BEGIN

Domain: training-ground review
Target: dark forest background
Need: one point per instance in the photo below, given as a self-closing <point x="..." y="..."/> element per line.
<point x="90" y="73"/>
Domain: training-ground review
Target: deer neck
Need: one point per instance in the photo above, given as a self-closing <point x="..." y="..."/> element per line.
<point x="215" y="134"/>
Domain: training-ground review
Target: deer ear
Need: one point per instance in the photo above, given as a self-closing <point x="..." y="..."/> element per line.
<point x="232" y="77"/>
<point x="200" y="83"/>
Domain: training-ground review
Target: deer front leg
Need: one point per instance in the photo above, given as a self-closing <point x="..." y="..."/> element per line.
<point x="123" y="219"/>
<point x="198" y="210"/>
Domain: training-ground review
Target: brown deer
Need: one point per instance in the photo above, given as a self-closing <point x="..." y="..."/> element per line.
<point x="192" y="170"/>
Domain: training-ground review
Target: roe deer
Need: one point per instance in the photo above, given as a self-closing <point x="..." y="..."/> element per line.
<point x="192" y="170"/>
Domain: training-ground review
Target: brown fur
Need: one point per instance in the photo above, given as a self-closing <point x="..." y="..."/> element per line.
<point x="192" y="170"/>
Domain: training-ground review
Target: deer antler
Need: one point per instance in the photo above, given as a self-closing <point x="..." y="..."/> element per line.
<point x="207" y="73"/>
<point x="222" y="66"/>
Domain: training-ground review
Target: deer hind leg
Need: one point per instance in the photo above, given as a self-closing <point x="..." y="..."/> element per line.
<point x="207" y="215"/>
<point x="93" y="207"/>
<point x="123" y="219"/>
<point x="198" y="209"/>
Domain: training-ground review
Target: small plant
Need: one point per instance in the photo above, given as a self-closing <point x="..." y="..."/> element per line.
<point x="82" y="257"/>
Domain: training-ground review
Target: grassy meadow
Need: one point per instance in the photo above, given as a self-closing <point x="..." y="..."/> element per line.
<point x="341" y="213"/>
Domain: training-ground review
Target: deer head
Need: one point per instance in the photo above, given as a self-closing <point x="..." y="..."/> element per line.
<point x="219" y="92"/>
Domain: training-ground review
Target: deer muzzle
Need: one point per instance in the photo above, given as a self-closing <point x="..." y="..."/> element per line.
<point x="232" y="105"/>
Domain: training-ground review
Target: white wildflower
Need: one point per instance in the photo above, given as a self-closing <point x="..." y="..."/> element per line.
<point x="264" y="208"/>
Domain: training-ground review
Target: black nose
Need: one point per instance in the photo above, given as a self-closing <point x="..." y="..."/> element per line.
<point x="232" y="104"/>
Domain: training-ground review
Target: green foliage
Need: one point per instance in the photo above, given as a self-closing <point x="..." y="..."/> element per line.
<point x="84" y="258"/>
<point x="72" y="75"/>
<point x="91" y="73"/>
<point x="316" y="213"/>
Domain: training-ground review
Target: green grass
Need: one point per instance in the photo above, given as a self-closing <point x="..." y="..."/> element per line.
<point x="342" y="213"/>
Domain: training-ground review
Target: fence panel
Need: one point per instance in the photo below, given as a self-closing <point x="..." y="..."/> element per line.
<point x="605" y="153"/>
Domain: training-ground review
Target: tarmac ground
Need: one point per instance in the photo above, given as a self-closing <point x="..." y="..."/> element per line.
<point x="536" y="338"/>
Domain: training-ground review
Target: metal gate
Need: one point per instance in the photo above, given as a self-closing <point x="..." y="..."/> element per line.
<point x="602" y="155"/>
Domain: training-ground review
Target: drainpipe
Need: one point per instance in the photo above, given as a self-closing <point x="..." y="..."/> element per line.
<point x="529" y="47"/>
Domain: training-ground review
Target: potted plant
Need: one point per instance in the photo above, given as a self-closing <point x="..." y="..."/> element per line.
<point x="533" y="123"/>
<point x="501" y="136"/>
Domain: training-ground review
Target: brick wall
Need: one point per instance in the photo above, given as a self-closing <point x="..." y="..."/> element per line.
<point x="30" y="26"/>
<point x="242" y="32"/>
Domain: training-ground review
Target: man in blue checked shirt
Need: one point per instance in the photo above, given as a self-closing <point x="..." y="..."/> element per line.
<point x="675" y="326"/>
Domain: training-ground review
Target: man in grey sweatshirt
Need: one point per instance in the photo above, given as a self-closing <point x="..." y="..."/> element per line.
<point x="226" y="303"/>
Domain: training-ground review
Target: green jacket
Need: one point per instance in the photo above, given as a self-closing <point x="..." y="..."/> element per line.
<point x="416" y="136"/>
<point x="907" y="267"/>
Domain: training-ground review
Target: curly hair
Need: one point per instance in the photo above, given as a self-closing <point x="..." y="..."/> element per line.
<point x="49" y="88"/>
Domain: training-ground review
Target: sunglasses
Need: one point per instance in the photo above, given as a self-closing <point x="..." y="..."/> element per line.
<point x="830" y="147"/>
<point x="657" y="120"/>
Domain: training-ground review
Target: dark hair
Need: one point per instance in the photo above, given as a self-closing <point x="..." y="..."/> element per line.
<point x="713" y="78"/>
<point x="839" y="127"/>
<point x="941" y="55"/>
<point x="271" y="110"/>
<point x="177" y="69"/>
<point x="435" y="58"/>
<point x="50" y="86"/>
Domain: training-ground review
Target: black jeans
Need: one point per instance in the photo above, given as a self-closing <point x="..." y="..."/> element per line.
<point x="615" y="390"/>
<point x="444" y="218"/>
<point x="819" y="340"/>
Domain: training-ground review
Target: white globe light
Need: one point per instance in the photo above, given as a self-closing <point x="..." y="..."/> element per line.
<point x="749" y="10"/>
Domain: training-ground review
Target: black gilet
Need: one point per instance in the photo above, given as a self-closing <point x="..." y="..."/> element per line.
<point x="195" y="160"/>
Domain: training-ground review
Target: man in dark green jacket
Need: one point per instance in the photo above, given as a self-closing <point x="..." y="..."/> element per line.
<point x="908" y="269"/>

END

Task requirements |
Each line of the data that contains "black" belongs in the answer.

Output of the exercise |
Target: black nose
Target: black jeans
Target: black gilet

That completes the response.